### Set exercise
Print the data exactly, leaving nothing out.

(Point labeling dataset excerpts)
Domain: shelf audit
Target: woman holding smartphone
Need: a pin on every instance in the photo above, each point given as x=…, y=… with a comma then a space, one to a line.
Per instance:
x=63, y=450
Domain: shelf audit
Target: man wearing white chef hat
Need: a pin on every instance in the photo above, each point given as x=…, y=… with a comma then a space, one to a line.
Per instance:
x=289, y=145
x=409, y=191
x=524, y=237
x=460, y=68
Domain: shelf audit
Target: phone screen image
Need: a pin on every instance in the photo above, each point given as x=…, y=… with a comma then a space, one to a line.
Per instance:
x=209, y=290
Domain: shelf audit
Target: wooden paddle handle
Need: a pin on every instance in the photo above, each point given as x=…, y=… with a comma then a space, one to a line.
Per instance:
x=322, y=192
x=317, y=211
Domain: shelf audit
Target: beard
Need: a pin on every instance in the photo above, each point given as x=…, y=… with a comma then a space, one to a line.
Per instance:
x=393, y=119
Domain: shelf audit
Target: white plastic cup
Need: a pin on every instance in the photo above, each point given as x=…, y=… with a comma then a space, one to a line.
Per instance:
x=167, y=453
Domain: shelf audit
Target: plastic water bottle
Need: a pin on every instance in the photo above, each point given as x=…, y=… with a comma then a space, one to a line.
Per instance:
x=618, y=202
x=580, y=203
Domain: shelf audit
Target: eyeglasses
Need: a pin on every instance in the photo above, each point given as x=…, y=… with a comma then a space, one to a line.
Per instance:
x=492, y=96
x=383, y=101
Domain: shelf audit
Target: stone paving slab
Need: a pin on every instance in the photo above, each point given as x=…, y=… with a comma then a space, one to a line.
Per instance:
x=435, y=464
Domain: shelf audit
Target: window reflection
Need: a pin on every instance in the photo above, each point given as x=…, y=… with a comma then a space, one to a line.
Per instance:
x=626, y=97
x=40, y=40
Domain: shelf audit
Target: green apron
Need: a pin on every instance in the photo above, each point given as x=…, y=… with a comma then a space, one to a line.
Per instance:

### Solution to this exercise
Domain: shelf audit
Target: woman holding smartphone
Need: a pin on every instance in the photo above, each point given as x=…, y=… with a comma then a space, one to a line.
Per instance:
x=63, y=450
Domain: shelf audit
Target: man wearing white chef hat
Need: a pin on every instance in the photo above, each point given as x=…, y=… with a comma then a space, one to a line.
Per instance:
x=289, y=145
x=409, y=191
x=524, y=237
x=460, y=68
Domain: shelf audit
Target: phone screen image
Need: a pin on every instance in the photo above, each point given as x=…, y=… with a comma then a space, one to a line.
Per instance:
x=209, y=290
Domain: shelf audit
Target: wooden paddle handle
Need: a pin on every instance in the photo above, each point given as x=…, y=… with a comma then a space, one to a line.
Per instance:
x=322, y=192
x=317, y=211
Domain: shelf audit
Target: beard
Need: a pin on every instance in the photo above, each point given as x=…, y=… with a comma then a space, one to a line.
Per instance:
x=393, y=119
Domain: shelf audit
Target: white plastic cup
Need: a pin on every instance in the photo above, each point given as x=…, y=… with a comma then a space, one to a line.
Per instance:
x=167, y=453
Domain: shelf audit
Target: plastic water bottle
Need: a pin on every instance in the photo above, each point given as x=…, y=… with a comma then a space, one to a line.
Per instance:
x=618, y=202
x=580, y=203
Domain: shelf audit
Target: eyeglasses
Need: a pin on every instance in the photo above, each point given as x=…, y=… with a comma then a space, one to a line.
Per instance:
x=492, y=96
x=383, y=101
Domain: shelf audit
Target: stone paving slab
Need: a pin on every instance in the photo above, each point given as x=…, y=… with a comma then a space, one to a line.
Per instance:
x=435, y=464
Domain: shelf audit
Target: window reflection
Need: a pin on every instance in the photo above, each point given as x=…, y=… with a comma then a space, one to a line.
Per instance:
x=626, y=97
x=40, y=40
Domain: shelf audit
Target: green apron
Need: a pin on every instance in the photo above, each point given as x=…, y=… with a comma then a space, one to a line.
Per instance:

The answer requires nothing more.